Texte fourni:
------------------------------------------------------------

Une autre indique qu’un jour, « au moment de lui dire au revoir, il a introduit sa langue dans (sa) bouche d’une façon brutale et totalement inattendue ».
De cette série d’entretiens ressort « une forme de sidération lors des faits », écrit l’autrice du rapport Caroline de Haas, qui pointe une « forme d’emprise alimentée par la différence d’âge, le statut de l’Abbé Pierre et une forme d’idolâtrie, ou la situation de subordination entre lui et les personnes ».
– « Honte » –
A la suite de ces récits, un dispositif de recueil de témoignages et d’accompagnement, « strictement confidentiel » pour les victimes ou les témoins « de comportements inacceptables de la part de l’Abbé Pierre », a été mis en place, selon les trois associations.

------------------------------------------------------------

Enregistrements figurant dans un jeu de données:

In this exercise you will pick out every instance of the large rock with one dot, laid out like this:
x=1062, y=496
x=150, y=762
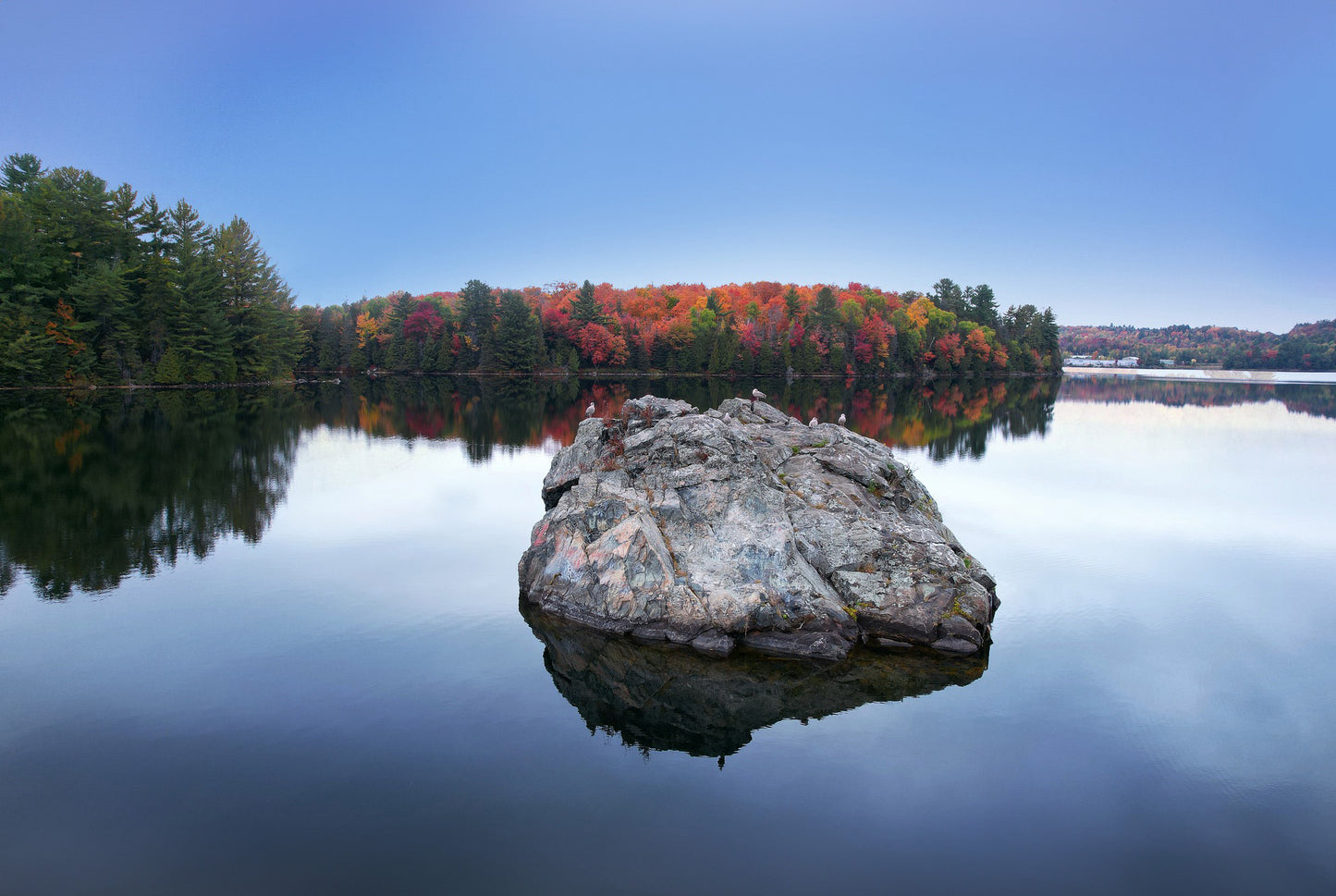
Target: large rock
x=671, y=697
x=742, y=525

------------------------------------------------------------

Travail demandé:
[A] Résumez en deux phrases le texte sur l'Abbé Pierre.
[B] Reprenez le texte sur l'Abbé Pierre à la suite de sa dernière phrase.

Réponses attendues:
[A] Selon l'autrice du rapport, Caroline de Haas, les entretiens font ressortir une forme de sidération lors des faits, ainsi qu'une forme d'emprise alimentée par la différence d'âge, le statut de l'Abbé Pierre, une forme d'idolâtrie ou une situation de subordination. À la suite de ces récits, les trois associations indiquent avoir mis en place un dispositif strictement confidentiel de recueil de témoignages et d'accompagnement pour les victimes ou les témoins de comportements inacceptables de sa part.

[B]
Selon une source interne à Emmaüs, aucun signalement à la justice n’a été fait à ce stade.
A la suite de ces révélations, la Conférence des évêques de France a exprimé sa « douleur » et sa « honte ».
« Quand nous avons reçu le premier témoignage … ça a été un choc terrible. C’était une déflagration », a réagi dans la soirée le délégué général de la Fondation Abbé Pierre, Christophe Robert. « Mais on s’est dit » qu’il fallait « faire la lumière », « donner la parole à ces victimes (…).